## [THE EXERCISE]
Could the lines from the one with "Task: pick out chrome" through the end of the listing be restated exactly, with nothing else included?

## [RECORDS TO PROCESS]
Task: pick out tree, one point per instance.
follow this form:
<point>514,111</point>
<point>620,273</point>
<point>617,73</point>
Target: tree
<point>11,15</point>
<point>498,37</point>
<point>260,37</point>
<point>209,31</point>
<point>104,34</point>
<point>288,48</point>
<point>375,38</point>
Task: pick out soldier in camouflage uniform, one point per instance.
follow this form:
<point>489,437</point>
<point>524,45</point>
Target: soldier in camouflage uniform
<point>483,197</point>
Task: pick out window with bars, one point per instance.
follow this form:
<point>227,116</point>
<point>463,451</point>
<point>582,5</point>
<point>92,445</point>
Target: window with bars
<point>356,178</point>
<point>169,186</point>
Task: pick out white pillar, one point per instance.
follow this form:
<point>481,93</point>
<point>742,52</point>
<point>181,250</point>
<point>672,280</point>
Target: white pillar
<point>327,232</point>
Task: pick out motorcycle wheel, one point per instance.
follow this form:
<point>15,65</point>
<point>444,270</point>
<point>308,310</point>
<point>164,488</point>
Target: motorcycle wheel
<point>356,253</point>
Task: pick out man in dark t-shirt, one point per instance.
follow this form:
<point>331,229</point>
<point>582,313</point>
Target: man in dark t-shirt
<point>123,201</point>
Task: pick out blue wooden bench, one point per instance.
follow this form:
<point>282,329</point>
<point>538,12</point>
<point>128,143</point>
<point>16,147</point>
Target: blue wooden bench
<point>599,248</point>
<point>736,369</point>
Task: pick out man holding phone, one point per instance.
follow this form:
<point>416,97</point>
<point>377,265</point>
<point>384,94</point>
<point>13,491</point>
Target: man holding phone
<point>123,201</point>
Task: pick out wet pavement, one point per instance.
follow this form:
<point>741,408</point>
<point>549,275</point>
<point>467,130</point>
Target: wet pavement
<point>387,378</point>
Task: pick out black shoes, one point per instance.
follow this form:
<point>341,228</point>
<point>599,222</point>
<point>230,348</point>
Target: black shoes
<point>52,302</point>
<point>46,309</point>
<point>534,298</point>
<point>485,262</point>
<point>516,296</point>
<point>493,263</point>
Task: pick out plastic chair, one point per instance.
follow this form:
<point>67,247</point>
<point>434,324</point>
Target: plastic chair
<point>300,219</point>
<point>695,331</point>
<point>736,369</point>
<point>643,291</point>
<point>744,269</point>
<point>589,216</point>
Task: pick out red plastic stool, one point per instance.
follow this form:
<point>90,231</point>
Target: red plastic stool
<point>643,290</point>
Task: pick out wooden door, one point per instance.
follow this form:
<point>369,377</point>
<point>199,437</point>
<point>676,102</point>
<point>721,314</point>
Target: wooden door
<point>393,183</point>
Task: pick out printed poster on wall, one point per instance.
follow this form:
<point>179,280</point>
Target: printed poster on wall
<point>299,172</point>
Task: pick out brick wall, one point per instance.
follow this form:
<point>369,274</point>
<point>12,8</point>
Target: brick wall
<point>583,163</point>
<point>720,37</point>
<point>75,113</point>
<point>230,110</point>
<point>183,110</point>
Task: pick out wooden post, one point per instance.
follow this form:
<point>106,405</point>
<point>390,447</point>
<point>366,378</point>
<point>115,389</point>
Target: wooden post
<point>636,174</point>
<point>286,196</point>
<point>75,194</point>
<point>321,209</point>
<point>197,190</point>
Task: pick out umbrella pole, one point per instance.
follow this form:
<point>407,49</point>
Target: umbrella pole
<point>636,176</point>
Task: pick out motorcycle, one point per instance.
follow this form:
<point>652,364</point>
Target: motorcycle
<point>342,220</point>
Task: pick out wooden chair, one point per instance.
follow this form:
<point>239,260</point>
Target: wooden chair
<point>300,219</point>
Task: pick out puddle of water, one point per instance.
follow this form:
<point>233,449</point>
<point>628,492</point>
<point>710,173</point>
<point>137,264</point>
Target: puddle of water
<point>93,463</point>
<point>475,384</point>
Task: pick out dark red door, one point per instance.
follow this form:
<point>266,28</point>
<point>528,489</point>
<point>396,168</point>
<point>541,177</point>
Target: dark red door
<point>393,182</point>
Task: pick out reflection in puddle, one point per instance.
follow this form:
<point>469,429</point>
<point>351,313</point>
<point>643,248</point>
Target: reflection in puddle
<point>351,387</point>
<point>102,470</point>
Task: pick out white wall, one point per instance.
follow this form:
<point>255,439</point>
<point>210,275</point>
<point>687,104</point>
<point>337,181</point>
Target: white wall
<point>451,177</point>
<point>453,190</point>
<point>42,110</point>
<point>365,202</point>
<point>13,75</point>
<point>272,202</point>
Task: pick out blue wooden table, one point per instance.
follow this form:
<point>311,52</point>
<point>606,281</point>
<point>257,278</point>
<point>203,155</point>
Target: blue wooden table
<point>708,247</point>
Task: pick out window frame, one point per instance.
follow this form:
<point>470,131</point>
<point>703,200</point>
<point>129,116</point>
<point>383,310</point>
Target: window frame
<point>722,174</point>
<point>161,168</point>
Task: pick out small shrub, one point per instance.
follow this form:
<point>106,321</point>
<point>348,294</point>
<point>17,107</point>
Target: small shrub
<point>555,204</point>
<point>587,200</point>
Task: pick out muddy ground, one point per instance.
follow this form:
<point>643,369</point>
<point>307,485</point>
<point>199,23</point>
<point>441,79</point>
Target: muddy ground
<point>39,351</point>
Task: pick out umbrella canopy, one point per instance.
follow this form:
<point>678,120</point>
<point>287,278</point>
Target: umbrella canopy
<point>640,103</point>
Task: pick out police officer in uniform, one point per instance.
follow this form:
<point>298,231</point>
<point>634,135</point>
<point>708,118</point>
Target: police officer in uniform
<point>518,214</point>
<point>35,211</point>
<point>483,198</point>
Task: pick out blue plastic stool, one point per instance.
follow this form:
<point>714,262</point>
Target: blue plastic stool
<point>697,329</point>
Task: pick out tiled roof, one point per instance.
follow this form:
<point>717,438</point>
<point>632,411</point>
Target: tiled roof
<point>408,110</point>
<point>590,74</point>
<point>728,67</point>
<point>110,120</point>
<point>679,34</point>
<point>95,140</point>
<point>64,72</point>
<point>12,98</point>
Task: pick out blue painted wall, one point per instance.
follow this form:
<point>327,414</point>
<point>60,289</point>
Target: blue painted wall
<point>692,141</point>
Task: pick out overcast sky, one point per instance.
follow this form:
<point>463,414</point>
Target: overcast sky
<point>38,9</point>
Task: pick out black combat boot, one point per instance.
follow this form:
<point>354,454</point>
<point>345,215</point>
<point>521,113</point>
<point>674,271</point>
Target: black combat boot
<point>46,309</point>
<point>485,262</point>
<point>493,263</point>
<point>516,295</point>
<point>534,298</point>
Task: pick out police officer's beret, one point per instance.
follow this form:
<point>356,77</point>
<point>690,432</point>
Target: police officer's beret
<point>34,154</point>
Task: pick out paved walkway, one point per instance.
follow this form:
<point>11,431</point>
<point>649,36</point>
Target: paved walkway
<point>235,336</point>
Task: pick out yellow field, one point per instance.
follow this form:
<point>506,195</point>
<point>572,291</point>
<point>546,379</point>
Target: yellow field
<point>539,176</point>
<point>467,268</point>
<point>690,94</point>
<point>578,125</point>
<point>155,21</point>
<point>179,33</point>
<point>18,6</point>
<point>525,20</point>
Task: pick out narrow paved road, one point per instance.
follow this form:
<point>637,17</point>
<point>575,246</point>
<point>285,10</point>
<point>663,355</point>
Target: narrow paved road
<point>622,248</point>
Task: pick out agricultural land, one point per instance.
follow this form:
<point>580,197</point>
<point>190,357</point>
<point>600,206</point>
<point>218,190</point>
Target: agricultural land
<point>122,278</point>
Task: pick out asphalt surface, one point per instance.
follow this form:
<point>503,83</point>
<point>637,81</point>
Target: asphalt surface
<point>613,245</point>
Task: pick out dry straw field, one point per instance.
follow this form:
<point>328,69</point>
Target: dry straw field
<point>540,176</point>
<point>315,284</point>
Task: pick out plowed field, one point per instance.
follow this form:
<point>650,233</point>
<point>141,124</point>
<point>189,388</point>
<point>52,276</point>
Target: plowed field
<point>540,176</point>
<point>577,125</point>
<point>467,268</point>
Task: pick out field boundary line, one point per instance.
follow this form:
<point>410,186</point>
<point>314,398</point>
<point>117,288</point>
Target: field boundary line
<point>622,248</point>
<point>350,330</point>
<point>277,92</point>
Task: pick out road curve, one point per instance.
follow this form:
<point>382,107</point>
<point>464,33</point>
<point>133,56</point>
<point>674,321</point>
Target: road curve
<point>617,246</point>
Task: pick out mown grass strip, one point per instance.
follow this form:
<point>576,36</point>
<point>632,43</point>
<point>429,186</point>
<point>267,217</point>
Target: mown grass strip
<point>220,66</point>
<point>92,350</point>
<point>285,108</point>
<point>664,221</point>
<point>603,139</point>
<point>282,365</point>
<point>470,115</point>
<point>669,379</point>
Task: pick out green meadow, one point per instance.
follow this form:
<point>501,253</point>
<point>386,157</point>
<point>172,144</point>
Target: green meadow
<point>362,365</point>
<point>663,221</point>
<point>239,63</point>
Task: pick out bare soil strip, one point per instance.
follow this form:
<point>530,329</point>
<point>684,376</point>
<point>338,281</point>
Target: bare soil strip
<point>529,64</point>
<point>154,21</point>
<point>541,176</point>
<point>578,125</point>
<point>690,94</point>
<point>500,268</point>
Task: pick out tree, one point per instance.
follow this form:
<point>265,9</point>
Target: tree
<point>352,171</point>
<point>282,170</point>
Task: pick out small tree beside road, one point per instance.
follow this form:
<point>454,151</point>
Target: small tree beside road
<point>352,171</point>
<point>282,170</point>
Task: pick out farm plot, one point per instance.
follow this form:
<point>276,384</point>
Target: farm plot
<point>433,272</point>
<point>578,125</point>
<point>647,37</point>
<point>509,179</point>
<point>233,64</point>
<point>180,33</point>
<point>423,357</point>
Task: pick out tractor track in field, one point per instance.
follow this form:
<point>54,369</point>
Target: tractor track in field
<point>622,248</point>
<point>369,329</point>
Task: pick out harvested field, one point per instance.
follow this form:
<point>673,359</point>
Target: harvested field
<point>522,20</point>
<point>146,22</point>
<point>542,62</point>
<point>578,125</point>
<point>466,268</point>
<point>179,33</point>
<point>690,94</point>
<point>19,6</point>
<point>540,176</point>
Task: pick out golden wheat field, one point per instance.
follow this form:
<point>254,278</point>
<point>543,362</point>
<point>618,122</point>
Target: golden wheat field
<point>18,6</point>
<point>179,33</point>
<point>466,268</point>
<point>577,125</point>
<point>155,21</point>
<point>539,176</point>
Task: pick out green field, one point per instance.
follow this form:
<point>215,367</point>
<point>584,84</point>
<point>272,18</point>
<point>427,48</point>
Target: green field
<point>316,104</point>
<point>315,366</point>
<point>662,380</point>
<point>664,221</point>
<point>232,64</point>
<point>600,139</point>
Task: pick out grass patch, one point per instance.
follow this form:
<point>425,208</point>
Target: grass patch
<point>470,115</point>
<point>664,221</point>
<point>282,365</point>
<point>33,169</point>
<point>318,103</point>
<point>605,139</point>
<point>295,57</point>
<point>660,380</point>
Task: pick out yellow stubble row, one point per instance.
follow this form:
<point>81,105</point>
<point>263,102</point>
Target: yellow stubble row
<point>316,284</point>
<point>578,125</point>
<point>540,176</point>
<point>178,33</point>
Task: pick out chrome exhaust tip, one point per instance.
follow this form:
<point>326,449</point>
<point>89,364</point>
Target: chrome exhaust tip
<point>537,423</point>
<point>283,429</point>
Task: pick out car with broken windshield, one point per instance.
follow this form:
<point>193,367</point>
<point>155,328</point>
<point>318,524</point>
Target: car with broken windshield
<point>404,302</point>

## [PROBLEM SOLUTION]
Task: pick out chrome exhaust tip, one point per instance.
follow this form:
<point>326,449</point>
<point>89,364</point>
Target: chrome exhaust tip
<point>537,423</point>
<point>283,429</point>
Task: pick out car with broken windshield, one point per instance.
follow this form:
<point>193,367</point>
<point>155,328</point>
<point>318,524</point>
Target: car with broken windshield
<point>404,302</point>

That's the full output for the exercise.